**TASK TO CARRY OUT**: From the line containing "fence panel, as integer pixel positions." through the last line of the data, return those lines exactly as written and nothing more.

**MATERIAL PROVIDED**:
** start **

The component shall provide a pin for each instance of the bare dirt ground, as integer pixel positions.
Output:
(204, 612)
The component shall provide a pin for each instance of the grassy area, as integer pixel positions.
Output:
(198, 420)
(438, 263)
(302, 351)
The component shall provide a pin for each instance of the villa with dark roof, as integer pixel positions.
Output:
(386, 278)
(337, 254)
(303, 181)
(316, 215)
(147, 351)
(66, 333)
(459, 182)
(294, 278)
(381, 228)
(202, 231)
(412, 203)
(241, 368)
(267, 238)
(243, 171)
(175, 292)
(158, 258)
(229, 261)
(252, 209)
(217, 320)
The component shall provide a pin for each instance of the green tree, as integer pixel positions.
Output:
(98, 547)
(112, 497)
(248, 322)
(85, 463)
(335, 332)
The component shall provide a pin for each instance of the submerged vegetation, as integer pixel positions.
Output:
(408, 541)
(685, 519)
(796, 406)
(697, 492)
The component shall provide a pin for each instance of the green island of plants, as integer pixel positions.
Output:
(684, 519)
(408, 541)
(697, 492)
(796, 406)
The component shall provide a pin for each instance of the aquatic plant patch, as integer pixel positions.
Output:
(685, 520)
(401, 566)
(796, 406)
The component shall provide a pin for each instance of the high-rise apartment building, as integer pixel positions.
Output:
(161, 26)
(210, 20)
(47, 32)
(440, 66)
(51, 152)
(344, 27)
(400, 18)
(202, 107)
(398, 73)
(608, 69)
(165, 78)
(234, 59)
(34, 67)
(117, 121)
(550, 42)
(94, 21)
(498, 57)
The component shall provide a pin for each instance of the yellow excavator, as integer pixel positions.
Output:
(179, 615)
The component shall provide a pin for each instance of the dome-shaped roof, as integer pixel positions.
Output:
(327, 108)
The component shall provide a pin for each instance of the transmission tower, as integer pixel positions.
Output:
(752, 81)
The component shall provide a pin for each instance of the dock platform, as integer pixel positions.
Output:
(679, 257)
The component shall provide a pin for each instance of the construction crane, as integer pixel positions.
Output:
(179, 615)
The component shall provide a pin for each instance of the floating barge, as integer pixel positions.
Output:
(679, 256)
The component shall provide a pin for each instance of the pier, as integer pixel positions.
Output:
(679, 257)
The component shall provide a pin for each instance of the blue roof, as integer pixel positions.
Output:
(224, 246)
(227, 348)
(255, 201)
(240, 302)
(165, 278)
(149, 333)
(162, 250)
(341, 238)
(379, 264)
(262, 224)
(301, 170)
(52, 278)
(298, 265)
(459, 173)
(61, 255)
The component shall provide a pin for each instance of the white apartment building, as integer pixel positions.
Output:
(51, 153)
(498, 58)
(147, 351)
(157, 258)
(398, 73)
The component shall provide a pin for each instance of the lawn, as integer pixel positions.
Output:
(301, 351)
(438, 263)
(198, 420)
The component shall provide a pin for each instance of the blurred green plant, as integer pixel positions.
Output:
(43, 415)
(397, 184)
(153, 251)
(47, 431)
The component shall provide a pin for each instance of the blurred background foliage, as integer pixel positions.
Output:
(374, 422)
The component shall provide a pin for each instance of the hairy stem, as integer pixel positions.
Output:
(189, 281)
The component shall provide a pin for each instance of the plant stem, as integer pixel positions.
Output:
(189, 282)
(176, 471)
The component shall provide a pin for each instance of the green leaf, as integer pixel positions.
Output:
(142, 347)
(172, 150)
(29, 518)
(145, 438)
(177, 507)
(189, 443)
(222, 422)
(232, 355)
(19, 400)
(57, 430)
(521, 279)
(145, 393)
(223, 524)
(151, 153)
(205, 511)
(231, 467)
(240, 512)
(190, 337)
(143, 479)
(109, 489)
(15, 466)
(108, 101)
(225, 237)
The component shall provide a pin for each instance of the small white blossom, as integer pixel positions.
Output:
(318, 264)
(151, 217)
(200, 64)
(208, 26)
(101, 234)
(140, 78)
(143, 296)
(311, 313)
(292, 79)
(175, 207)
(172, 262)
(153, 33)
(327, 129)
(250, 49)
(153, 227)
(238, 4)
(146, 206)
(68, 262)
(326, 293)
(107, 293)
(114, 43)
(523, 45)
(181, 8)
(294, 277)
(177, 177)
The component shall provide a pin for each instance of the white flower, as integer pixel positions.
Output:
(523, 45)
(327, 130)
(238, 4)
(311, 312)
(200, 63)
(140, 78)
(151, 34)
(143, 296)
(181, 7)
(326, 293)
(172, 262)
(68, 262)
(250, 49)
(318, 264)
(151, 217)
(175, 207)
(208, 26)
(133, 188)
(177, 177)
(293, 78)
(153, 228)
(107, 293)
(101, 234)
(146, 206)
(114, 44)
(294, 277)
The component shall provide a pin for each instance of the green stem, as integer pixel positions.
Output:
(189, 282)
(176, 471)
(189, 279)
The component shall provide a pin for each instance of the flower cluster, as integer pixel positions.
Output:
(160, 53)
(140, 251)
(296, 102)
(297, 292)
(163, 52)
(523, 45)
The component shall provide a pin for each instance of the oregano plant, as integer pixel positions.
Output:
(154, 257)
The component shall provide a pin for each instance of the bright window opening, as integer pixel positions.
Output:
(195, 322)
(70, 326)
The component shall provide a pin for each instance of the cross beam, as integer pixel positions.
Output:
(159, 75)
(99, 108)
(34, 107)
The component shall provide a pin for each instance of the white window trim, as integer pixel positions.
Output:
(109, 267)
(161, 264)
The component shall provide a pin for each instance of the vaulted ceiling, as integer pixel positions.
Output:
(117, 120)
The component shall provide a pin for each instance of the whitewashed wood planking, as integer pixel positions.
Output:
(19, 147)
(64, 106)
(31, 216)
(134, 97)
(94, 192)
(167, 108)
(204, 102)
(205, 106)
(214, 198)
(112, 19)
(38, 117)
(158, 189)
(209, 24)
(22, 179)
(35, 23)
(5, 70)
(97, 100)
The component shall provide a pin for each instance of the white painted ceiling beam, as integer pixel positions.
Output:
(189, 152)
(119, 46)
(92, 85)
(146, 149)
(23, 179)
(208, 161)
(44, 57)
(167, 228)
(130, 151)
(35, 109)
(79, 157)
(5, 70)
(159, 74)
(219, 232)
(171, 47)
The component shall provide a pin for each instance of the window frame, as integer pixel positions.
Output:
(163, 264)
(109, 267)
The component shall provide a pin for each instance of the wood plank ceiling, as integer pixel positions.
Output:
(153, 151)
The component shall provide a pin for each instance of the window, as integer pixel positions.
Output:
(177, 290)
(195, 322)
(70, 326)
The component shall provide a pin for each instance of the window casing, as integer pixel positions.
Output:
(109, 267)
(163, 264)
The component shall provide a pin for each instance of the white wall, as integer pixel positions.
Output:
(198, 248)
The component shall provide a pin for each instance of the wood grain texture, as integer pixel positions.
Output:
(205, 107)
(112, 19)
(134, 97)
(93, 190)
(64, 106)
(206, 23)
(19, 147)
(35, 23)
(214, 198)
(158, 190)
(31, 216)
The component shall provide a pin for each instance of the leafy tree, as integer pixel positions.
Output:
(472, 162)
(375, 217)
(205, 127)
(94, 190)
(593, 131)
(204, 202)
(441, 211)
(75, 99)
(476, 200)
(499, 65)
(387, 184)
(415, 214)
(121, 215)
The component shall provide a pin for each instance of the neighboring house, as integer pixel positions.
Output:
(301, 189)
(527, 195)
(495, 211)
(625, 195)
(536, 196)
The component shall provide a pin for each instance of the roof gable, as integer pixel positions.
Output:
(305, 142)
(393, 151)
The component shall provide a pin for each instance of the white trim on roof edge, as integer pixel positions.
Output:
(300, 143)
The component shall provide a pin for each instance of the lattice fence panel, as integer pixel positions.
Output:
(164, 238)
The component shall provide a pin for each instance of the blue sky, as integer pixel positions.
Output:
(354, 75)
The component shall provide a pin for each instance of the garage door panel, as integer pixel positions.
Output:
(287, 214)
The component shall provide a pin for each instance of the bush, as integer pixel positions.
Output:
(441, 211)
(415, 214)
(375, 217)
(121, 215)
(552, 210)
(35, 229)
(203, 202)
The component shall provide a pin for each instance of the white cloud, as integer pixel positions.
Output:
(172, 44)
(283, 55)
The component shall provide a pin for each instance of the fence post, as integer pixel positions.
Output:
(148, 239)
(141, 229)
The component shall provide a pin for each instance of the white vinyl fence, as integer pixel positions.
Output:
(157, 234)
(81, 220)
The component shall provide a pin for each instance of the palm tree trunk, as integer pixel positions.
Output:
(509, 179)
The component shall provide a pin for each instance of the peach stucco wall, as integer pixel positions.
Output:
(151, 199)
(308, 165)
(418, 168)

** end **

**THE OUTPUT**:
The component shall provide a pin for each instance of the lattice fence panel, as integer pixel positions.
Output:
(164, 238)
The component shall provide a pin for each instance of the blue sky, as integer pixel positions.
Output:
(354, 75)
The component shall provide a pin for each instance of the garage door panel, as integer pixel positions.
Output:
(287, 214)
The component shall provide a pin for each instance of the bush, as integer pixel positions.
Output:
(441, 211)
(415, 214)
(375, 217)
(121, 215)
(552, 210)
(35, 229)
(203, 202)
The component shall provide a pin for each instance of the white cloud, as integer pixel positions.
Output:
(172, 44)
(283, 55)
The component shall provide a pin for each instance of the fence post, as integer pixel positions.
Output:
(148, 239)
(141, 229)
The component shall provide a pin for each instance of the white vinyl fence, as integer pixel positions.
Output:
(157, 234)
(81, 220)
The component shall provide a pin for each instance of the palm tree trunk, as integer pixel positions.
Output:
(509, 179)
The component shall provide a pin for each instance of the peach stucco wall, as integer pixel positions.
Output:
(151, 199)
(308, 165)
(418, 168)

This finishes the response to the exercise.